EXERCICE A >>
Recopiez les enregistrements, consignes comprises, en commençant à la ligne qui contient « Pick out the decorative » et en finissant à la fin des enregistrements. Remettez à l'échelle les coordonnées des réponses en les multipliant par 0,4, puis arrondissez-les à l'entier le plus proche, les demis vers le haut.

EXTRAIT PRÉSENTÉ >>

A titre subsidiaire, elle conteste le montant, qu'elle juge disproportionné, des dommages-intérêts qui lui sont réclamés par la société Allo Express, tant au titre de la perte de chiffre d'affaires qu'au titre de l'atteinte portée à sa réputation, et fait valoir que c'est à bon droit que les premiers juges ont limité l'indemnisation de l'appelante à la perte de la marge brute et ont rejeté sa demande de réparation d'un prétendu préjudice moral.

LA COUR renvoie, pour un plus ample exposé des faits et prétentions des parties, à la décision déférée et aux écritures susvisées, en application des dispositions de l'article 455 du Code de procédure civile.

MOTIFS

L'appelante n'a présenté en appel aucun moyen nouveau de droit ou de fait qui justifie de remettre en cause le jugement attaqué lequel repose sur des motifs pertinents résultant d'une exacte analyse des éléments du dossier, notamment des pièces contractuelles, ainsi que de la juste application de la loi et des principes régissant la matière.

Sur la rupture des relations établies entre les sociétés Allo Express et Cli Transit

Aux termes de l'article L. 442-6 du Code de commerce, "engage la responsabilité de son auteur et l'oblige à réparer le préjudice causé le fait, par tout producteur, commerçant, industriel ou personne immatriculée au répertoire des métiers : (...) 5° De rompre brutalement, même partiellement, une relation commerciale établie, sans préavis écrit tenant compte de la durée de la relation commerciale (...)".

Au cas d'espèce, il résulte du dossier que la société Cli Transit entretenait depuis janvier 2008 des relations commerciales continues avec la société Allo Express, - dans le cadre desquelles elle lui sous-traitait le transport de colis et objets divers -, et qu'elle les a interrompues en décembre 2010 jusqu'au 17 février 2011, avant d'y mettre fin définitivement au début du deuxième trimestre 2011. Cette rupture n'ayant été précédée d'aucun préavis écrit, sa responsabilité se trouve donc engagée par application des dispositions de l'article L. 442-6 précité.

La société Cli Transit, qui ne conteste pas l'application de cette disposition, prétend, cependant, que sa responsabilité doit être écartée, sur la base des dispositions du même article qui réservent la faculté de résiliation sans préavis "en cas d'inexécution par l'autre partie de ses obligations ou en cas de force majeure".

EXERCICE B >>
Recopiez le passage de l'extrait présenté qui commence à « LA COUR renvoie, pour » et se termine à « régissant la matière. », en mettant « décision attaquée » à la place de « décision déférée ».

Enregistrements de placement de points
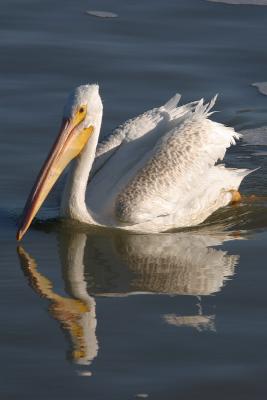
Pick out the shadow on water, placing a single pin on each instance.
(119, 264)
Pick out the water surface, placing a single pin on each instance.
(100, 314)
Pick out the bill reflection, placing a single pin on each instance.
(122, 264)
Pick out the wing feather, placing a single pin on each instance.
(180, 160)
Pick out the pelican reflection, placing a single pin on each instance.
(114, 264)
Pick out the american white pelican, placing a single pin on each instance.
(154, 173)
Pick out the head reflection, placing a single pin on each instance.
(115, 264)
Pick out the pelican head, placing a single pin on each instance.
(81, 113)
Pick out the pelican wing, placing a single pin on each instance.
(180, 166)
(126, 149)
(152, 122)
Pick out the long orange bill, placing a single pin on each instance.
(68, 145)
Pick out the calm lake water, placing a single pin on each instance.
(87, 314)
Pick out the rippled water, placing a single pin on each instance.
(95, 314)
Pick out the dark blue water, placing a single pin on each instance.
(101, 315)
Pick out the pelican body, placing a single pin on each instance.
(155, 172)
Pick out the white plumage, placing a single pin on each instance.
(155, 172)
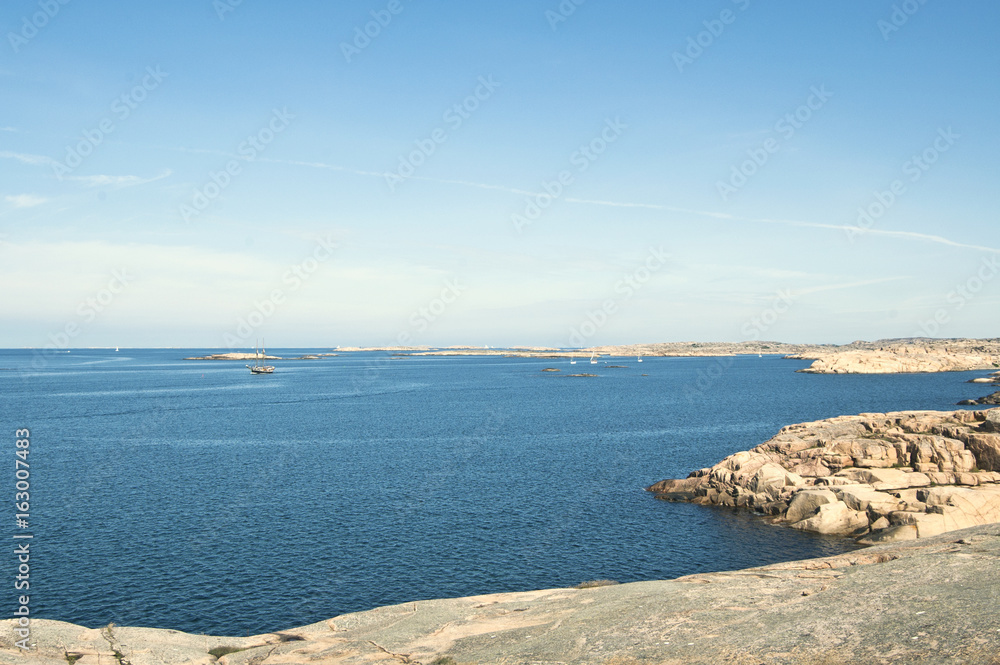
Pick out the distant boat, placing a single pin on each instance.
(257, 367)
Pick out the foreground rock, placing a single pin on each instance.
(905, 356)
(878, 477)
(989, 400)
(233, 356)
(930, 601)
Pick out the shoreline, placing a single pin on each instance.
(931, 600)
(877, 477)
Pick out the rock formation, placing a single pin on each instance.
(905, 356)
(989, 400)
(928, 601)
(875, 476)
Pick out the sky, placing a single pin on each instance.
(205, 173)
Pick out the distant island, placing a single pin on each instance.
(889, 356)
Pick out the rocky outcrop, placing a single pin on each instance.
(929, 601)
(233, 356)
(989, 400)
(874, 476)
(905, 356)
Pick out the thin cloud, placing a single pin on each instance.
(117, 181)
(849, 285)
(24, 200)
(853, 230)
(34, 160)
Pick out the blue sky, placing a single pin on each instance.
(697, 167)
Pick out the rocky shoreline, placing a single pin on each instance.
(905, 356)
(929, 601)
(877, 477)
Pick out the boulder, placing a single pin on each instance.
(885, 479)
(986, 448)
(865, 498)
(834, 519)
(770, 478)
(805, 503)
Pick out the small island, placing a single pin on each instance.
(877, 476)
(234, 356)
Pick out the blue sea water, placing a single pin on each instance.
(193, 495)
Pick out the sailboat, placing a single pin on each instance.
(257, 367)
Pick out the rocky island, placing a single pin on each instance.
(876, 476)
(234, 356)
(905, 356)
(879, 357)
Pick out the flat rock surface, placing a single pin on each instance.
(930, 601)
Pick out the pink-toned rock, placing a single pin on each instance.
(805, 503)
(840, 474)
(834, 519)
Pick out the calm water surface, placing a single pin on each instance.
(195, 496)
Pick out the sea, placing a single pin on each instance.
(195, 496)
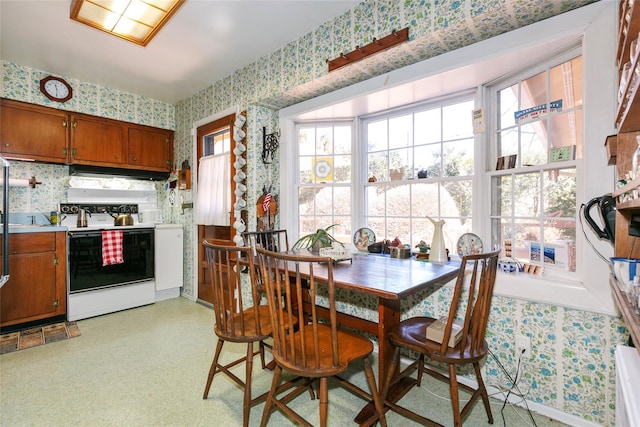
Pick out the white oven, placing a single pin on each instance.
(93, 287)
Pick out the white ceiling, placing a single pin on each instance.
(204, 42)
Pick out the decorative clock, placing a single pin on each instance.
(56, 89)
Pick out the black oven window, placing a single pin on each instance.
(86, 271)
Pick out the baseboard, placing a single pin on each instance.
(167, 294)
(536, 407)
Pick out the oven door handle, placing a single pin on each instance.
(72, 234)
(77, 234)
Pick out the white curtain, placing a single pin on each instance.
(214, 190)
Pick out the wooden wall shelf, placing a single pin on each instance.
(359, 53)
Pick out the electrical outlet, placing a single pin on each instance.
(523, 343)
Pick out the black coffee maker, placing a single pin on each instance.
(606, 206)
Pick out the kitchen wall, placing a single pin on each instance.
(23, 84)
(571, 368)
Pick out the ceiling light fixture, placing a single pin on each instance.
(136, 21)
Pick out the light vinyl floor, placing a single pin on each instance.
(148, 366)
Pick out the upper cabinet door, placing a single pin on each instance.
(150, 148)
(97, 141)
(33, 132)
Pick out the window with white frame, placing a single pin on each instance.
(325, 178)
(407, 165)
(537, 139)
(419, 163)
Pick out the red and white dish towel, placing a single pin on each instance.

CORRIGÉ DÉTAILLÉ A >>
Pick out the decorative clock, placing a single pin on each instance.
(22, 36)
Pick out the black oven window, placing a single pin on each instance.
(34, 108)
Pick out the baseboard, placing a single pin on each instance.
(67, 118)
(214, 163)
Pick out the oven door handle, placing a single pin on each instance.
(29, 94)
(31, 94)
Pick out the white curtain, placing a single pin on each instance.
(86, 76)
Pick out the wooden wall shelf, placing a single pin on each instance.
(144, 21)
Pick out the electrical outlet, placing a single pin on each instance.
(209, 137)
Pick out the black coffee maker, placing a single pin on each instance.
(242, 82)
Pick out the kitchen wall, placing a single pin on each instance.
(9, 34)
(228, 147)
Pick out the ceiling light fixture, placing a single pin on each instance.
(54, 8)
Pick out the light vinyl floor, placing a single pin on each instance.
(59, 146)
Pick out the upper cabinet door, placing a single pin on each instance.
(60, 59)
(39, 56)
(13, 53)
Pick out the window with white frame, placing a single pin on each instance.
(130, 71)
(163, 66)
(215, 56)
(168, 65)
Pick out the red and white dish towel, placing a single pin on each instance.

CORRIGÉ DÉTAILLÉ B >>
LA COUR renvoie, pour un plus ample exposé des faits et prétentions des parties, à la décision attaquée et aux écritures susvisées, en application des dispositions de l'article 455 du Code de procédure civile.

MOTIFS

L'appelante n'a présenté en appel aucun moyen nouveau de droit ou de fait qui justifie de remettre en cause le jugement attaqué lequel repose sur des motifs pertinents résultant d'une exacte analyse des éléments du dossier, notamment des pièces contractuelles, ainsi que de la juste application de la loi et des principes régissant la matière.